RayService worker Pods aren’t ready#
This guide explores a specific scenario in KubeRay’s RayService API where a Ray worker Pod remains in an unready state due to the absence of a Ray Serve replica.
To better understand this section, you should be familiar with the following Ray Serve components: the Ray Serve replica and ProxyActor.
ProxyActor is responsible for forwarding incoming requests to the corresponding Ray Serve replicas. Hence, if a Ray Pod without a running ProxyActor receives requests, those requests will fail. KubeRay’s readiness probe fails, rendering the Pods unready and preventing ProxyActor from sending requests to them.
The default behavior of Ray Serve only creates ProxyActor on Ray Pods with running Ray Serve replicas. To illustrate, the following example serves one simple Ray Serve app using RayService.

• • • • • • •

» What you are asked to do
Pick up the passage on unready RayService worker Pods right after its last sentence and keep writing it.

» Available data
• • • • • • •

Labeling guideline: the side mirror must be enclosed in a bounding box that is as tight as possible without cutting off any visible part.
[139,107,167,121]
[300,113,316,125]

• • • • • • •

» Response to this task
Step 1: Create a Kubernetes cluster with Kind#
kind create cluster --image=kindest/node:v1.26.0
Step 2: Install the KubeRay operator#
Follow this document to install the latest stable KubeRay operator using Helm repository.
Step 3: Install a RayService#
curl -O https://raw.githubusercontent.com/ray-project/kuberay/master/ray-operator/config/samples/ray-service.no-ray-serve-replica.yaml
kubectl apply -f ray-service.no-ray-serve-replica.yaml
Look at the Ray Serve configuration serveConfigV2
embedded in the RayService YAML. Notice the only deployment in deployments
of the application named simple_app
:
num_replicas
: Controls the number of replicas, that handle requests to this deployment, to run. Initialize to 1 to ensure the overall number of the Ray Serve replicas is 1.max_replicas_per_node
: Controls the maximum number of replicas on a single pod.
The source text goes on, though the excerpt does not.